Referring expression pointing data:

----

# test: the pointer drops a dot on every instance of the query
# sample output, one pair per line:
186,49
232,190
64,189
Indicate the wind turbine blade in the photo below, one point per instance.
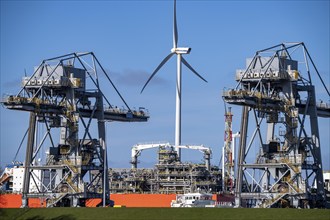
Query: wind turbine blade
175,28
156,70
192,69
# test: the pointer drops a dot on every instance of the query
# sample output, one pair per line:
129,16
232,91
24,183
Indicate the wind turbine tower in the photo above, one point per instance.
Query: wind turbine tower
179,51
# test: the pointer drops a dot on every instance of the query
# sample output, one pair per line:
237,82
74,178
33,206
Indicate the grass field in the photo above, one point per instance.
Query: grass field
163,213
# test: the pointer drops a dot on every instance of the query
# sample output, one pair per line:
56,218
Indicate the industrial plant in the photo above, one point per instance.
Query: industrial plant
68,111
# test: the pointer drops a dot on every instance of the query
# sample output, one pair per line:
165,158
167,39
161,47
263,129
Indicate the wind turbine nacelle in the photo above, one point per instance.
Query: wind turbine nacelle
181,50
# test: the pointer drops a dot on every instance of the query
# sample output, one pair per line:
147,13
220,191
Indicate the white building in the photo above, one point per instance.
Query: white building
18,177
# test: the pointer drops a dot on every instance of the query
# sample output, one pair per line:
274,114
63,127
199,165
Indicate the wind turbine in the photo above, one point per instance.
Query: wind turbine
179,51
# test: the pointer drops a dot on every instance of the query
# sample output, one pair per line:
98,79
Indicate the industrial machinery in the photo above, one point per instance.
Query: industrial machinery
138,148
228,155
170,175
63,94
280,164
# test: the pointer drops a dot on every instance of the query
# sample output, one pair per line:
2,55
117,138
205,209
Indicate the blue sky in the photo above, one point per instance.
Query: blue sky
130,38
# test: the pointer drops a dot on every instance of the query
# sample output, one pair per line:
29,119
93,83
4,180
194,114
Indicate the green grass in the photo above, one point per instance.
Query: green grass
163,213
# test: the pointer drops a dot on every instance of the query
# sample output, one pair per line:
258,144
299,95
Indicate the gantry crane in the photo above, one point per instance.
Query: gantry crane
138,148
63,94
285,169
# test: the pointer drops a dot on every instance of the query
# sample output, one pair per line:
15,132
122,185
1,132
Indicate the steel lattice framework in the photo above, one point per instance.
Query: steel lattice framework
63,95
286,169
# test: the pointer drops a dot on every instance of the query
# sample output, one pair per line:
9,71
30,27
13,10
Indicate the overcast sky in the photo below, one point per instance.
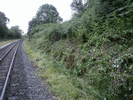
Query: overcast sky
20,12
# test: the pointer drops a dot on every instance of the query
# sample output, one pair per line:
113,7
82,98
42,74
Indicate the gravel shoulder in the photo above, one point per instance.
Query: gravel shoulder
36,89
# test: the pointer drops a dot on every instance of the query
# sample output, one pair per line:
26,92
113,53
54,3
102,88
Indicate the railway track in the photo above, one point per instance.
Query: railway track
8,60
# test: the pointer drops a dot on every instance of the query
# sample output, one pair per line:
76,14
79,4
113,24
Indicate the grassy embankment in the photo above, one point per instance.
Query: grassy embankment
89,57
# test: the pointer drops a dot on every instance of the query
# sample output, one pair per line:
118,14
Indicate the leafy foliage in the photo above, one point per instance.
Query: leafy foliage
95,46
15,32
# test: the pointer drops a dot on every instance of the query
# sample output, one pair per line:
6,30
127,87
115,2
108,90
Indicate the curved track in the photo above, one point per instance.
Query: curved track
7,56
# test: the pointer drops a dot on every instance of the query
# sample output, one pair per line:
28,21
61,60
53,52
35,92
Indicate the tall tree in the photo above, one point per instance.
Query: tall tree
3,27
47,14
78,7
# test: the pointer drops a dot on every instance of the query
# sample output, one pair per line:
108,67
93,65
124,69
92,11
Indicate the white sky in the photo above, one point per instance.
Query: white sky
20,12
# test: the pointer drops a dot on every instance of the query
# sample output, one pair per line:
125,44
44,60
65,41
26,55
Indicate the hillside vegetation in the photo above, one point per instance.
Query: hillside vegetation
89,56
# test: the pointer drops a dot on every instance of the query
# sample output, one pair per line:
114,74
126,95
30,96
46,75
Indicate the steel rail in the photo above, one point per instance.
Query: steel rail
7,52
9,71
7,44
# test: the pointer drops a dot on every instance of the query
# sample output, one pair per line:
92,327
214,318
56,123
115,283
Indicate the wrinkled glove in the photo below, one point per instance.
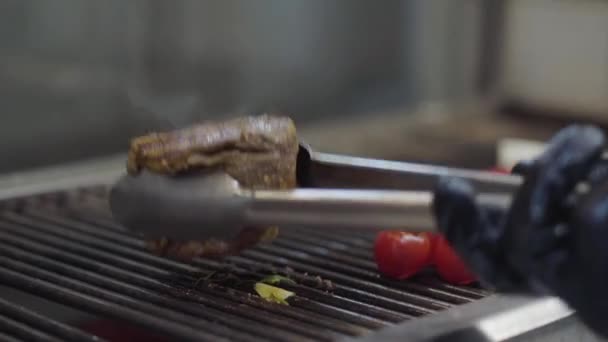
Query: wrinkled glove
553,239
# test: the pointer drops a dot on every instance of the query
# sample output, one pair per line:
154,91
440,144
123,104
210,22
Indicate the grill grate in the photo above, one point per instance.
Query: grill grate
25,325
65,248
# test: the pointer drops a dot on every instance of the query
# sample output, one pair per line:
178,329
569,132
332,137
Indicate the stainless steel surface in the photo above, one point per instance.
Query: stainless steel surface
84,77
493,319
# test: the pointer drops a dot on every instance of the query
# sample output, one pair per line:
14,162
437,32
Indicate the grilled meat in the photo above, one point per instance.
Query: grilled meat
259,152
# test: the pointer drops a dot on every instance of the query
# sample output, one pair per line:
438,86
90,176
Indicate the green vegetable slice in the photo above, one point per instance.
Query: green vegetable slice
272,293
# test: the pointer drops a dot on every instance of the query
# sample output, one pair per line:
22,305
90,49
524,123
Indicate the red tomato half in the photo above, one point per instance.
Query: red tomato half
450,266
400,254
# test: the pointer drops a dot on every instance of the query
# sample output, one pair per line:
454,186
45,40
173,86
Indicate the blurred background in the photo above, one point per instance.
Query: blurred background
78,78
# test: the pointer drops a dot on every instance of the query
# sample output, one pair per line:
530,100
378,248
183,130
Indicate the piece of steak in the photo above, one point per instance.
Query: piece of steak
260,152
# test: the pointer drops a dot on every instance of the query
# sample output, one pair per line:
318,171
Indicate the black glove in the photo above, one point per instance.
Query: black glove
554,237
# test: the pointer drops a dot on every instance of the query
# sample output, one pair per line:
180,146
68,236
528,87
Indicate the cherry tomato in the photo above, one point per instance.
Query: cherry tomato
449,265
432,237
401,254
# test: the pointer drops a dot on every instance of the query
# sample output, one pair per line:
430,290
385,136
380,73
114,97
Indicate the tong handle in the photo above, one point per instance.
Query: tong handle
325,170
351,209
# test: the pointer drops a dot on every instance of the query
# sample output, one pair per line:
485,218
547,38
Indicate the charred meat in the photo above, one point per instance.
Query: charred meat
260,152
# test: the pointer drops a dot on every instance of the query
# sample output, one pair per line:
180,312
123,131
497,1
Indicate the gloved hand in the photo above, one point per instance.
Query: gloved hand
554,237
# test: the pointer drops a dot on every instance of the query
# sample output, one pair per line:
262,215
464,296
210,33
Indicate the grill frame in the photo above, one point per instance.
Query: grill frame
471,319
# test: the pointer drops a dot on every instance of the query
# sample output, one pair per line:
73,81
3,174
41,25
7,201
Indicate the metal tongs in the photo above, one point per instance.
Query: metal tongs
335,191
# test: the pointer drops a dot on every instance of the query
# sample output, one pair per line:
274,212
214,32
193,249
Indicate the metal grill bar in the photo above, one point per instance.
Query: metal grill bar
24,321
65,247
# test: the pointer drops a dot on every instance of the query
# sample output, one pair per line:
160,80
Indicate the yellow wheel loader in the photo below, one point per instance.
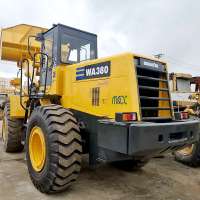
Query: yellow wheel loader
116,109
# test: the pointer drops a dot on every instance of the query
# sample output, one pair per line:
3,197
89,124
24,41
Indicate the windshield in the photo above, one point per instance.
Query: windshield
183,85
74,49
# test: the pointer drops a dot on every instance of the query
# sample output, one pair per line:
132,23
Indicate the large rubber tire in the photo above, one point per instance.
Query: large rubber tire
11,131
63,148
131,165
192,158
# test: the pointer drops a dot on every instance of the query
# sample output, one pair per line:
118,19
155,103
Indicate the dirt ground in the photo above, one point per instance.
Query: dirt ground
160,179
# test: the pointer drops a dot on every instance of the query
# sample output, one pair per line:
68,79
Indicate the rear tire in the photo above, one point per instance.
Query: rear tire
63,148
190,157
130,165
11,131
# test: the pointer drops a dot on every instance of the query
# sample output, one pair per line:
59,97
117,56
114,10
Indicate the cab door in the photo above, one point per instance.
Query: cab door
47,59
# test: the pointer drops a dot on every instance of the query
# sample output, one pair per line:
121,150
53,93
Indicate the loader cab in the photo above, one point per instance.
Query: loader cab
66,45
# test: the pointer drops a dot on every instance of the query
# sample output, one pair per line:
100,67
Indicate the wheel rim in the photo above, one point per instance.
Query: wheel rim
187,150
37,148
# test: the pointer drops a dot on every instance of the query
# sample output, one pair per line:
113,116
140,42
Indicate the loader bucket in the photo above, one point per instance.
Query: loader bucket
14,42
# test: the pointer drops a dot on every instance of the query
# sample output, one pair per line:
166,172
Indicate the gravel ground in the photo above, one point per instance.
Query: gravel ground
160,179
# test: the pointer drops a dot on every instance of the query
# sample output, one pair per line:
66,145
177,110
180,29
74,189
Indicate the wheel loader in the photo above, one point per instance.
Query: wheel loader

----

Report, for the data above, every line in which the string "below" appears.

Indicate the wind turbine blade in the photo below, one point per instance.
Indicate the overcast sky in the photo below, one point per instance.
Indicate the wrinkled glove in the photo below, one point per instance.
Indicate the yellow wheel loader in the photo below, one point per instance.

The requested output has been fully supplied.